## Data
___
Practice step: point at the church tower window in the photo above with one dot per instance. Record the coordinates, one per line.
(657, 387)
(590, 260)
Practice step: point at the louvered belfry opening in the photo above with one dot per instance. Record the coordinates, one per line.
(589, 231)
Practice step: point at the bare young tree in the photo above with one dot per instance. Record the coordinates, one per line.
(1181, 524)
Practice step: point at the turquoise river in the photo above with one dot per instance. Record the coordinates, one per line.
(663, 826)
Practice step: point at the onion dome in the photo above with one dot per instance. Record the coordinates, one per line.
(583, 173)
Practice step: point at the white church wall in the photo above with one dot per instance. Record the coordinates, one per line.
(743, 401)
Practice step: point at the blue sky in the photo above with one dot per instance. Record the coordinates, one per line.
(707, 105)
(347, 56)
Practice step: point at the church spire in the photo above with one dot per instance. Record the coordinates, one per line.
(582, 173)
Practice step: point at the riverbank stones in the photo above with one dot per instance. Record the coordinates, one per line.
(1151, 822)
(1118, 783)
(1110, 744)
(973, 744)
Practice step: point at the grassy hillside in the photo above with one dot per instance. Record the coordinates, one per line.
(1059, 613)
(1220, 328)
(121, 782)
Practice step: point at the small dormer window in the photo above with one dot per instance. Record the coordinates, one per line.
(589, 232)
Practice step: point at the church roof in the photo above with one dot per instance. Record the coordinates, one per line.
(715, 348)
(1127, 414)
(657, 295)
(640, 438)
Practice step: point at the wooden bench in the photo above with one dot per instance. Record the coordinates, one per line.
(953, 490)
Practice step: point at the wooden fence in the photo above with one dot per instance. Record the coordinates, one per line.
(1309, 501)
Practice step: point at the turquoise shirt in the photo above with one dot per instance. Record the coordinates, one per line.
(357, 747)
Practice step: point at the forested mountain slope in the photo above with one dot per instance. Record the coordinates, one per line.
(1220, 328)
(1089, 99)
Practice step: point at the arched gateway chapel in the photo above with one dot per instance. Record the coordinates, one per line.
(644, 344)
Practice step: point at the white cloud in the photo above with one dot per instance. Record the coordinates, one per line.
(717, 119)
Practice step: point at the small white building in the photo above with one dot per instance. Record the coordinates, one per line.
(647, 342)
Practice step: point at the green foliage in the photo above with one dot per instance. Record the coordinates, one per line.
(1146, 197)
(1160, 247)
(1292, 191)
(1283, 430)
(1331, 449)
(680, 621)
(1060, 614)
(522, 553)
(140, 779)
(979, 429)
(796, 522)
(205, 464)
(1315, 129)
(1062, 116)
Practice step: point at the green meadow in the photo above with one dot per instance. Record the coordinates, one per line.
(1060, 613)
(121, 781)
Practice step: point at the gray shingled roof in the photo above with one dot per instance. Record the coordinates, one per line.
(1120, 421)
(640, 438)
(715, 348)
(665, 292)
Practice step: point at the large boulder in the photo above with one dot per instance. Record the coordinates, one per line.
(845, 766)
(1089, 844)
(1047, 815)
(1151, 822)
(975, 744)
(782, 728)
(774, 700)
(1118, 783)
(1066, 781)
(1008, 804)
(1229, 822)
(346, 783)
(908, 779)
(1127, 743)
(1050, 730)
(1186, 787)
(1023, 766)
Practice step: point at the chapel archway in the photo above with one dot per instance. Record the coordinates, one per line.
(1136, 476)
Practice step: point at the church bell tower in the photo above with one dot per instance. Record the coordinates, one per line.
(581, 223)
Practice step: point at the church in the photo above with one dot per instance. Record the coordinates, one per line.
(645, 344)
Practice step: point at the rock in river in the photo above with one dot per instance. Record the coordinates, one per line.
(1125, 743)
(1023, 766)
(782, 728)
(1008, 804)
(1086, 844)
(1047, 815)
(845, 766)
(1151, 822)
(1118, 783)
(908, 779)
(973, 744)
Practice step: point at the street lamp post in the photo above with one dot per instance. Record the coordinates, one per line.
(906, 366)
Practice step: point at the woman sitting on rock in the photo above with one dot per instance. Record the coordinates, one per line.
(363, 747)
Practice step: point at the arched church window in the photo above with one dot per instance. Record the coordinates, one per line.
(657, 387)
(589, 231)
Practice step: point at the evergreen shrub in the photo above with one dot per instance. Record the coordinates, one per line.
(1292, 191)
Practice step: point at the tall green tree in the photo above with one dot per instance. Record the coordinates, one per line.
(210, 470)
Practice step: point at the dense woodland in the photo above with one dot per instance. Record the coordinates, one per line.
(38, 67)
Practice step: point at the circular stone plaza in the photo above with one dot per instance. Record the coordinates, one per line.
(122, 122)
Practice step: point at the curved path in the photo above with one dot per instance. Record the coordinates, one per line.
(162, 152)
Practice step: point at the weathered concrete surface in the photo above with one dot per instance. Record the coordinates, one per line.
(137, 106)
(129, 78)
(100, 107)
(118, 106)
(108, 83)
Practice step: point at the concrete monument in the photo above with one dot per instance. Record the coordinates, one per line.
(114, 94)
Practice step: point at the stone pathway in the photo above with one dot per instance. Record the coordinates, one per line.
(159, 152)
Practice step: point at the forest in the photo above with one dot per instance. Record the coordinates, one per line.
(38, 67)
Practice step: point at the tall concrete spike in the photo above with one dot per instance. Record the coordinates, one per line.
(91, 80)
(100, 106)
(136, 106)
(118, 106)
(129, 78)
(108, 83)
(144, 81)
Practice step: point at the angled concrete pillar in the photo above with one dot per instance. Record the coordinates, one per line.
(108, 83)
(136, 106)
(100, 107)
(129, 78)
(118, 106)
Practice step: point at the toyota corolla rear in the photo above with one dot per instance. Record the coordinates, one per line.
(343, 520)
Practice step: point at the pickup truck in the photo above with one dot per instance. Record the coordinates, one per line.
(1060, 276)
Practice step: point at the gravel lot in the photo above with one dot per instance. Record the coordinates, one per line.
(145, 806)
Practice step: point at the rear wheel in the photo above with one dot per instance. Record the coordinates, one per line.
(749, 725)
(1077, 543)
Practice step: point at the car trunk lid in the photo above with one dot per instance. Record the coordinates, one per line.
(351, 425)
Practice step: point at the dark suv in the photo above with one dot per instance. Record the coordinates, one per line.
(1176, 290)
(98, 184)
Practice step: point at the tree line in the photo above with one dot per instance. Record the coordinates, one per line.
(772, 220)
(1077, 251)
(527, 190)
___
## Directions for this task
Return every one of the rows above word for word, keeping their original order.

## The reply
Practice step: point at the church tower window in the photo above with one dot per instance. Record the coordinates, one per line.
(657, 387)
(590, 260)
Practice step: point at the louvered belfry opening in the photo above with one dot per instance. Record the coordinates, one per line.
(589, 231)
Practice step: point at the bare young tree in the photo above with one dot per instance. Record the coordinates, one per line.
(1181, 524)
Practice step: point at the turquoise river in the photo above with one dot per instance. Record the coordinates, one per line.
(663, 826)
Practice step: point at the onion dome in the photo above with one dot per instance. Record the coordinates, one per line.
(583, 173)
Practice step: point at the white church wall in the photo above with one dot per instance. Record the coordinates, one per line.
(743, 401)
Practice step: point at the blue sky in the photo above with one dot per instance. Record the coordinates, one per line.
(707, 105)
(347, 56)
Practice step: point at the church spire in the photo above with one dot per instance. Record the coordinates, one per line.
(582, 173)
Practice step: point at the riverbank stones in the photo above with one dot per instance. Record the coordinates, one per line.
(1151, 822)
(1118, 783)
(1110, 744)
(973, 744)
Practice step: point at the grassy hillside in the photo above with one dot per instance. Record the coordinates, one per line.
(1059, 613)
(1220, 328)
(121, 782)
Practice step: point at the small dormer window in the photo above with one dot per instance. Record the coordinates, one per line.
(589, 232)
Practice step: point at the church roof in the photo above with one dot per instance. Record the coordinates, one per line.
(715, 348)
(1127, 414)
(657, 295)
(640, 438)
Practice step: point at the wooden bench in the photo above with one dot per instance. Record the coordinates, one per line.
(953, 490)
Practice step: point at the wooden fence in the photo above with one dot per instance. Record the coordinates, one per line.
(1309, 501)
Practice step: point at the turquoise shirt in the photo above with one dot per instance. Record the coordinates, one per line.
(357, 747)
Practice step: point at the forested mountain slope in the photo above with one dot per instance. Record the coordinates, one per line.
(1220, 328)
(1089, 99)
Practice step: point at the arched gateway chapel in the photo above with one dot per instance. Record the coordinates, one per line.
(644, 344)
Practice step: point at the white cloud in the photo above with one dot per instance. Record the coordinates, one per line.
(717, 119)
Practice step: point at the small white building in the photo above with one dot per instance. Record the coordinates, one per line.
(647, 342)
Practice step: point at the green foliage in the photo above with one dot per instance. Record the coordinates, one per line.
(1146, 197)
(1160, 247)
(1292, 191)
(1283, 430)
(1331, 449)
(680, 621)
(1060, 614)
(522, 553)
(140, 779)
(979, 429)
(796, 522)
(205, 464)
(1315, 129)
(1062, 116)
Practice step: point at the green meadow in the photo above with one dot per instance. Record the coordinates, one per line.
(1060, 613)
(121, 781)
Practice step: point at the gray shingled roof in the photo above with one dot per instance. Record the coordinates, one per line.
(1120, 421)
(640, 438)
(715, 348)
(665, 292)
Practice step: point at the large boulder in the photo above with one dot per instance. Record the coordinates, one per line.
(845, 766)
(1089, 844)
(1047, 815)
(1151, 822)
(975, 744)
(782, 728)
(774, 700)
(1118, 783)
(1066, 781)
(1008, 804)
(1229, 822)
(346, 783)
(908, 779)
(1127, 743)
(1050, 730)
(1186, 787)
(1023, 766)
Practice step: point at the chapel archway in the photo above with one dot per instance. Record the coordinates, one per line.
(1136, 476)
Practice step: point at the church bell tower in the photo above with one dot per instance. Record the coordinates, one per line.
(581, 223)
Practice step: point at the church in the photo above with one dot per instance. Record the coordinates, one per line.
(645, 344)
Practice step: point at the rock in river in the photo above with one dot per instance. Record the coordinates, one per line.
(1125, 743)
(1023, 766)
(782, 728)
(1008, 804)
(1086, 844)
(1047, 815)
(845, 766)
(1151, 822)
(1118, 783)
(908, 779)
(973, 744)
Practice step: point at the street lamp post in the photo above with one dot per instance. Record the coordinates, one per line.
(906, 366)
Practice step: point at the woman sitting on rock in the photo above with one dot per instance. Record the coordinates, one per line.
(363, 747)
Practice step: point at the arched church window in the photo above with one dot per instance. Record the coordinates, one per line.
(657, 387)
(589, 231)
Practice step: point at the evergreen shrub in the photo above with one dot per instance. Record the coordinates, one per line.
(1292, 191)
Practice step: point at the tall green tree in the photo above with one dot per instance. Record the coordinates, one per line.
(210, 470)
Practice step: point at the dense woodland in the photo above with one dot per instance. Record the coordinates, one per line.
(38, 67)
Practice step: point at the circular stone plaza in the photo above with one dot per instance. Record the coordinates, one per line.
(122, 122)
Practice step: point at the curved path in the photo above with one dot per instance. Record the coordinates, one per line.
(162, 152)
Practice step: point at the weathered concrete surface in the photo above with one dot per instance. Record the coordinates, one per line.
(137, 106)
(129, 78)
(100, 107)
(118, 106)
(108, 83)
Practice step: point at the concrete monument in the photo above with one dot per instance. Record the coordinates, one per line.
(114, 94)
Practice step: point at the stone pathway in the photo above with one dot per instance. Record the coordinates, one per line.
(159, 152)
Practice step: point at the forest in the photo above with one dot per instance. Record the coordinates, one per line.
(38, 67)
Practice step: point at the tall concrete spike in the photo above with one dot per instance. Record the coordinates, one per line.
(91, 80)
(100, 106)
(136, 106)
(118, 106)
(129, 78)
(108, 83)
(144, 81)
Practice step: point at the angled concrete pillar in the photo above with one dot per instance. Record the coordinates, one per line.
(108, 83)
(136, 106)
(100, 107)
(129, 78)
(118, 106)
Practice step: point at the toyota corolla rear in the photo above with one dot per instance. Record the coordinates, one per line.
(343, 520)
Practice step: point at the pickup truck in the photo above with one dot per instance. Record the coordinates, one per line.
(1060, 276)
Practice step: point at the gravel lot in the photo above with one dot per instance. Record the coordinates, one per line.
(145, 806)
Practice step: point at the rear wheel in the photo above with one dot per instance. Record the coordinates, one per line.
(749, 725)
(1077, 543)
Practice step: point at the car trunk lid in the photo above with one dot per instance. Record the coordinates, one per line.
(351, 425)
Practice step: point at the dark suv in the photo above with one dot per instance. Record the coordinates, one per line.
(1176, 290)
(98, 184)
Practice step: point at the tree line in the photo above with one dot per instance. Record the coordinates, one per line.
(772, 220)
(1077, 251)
(527, 190)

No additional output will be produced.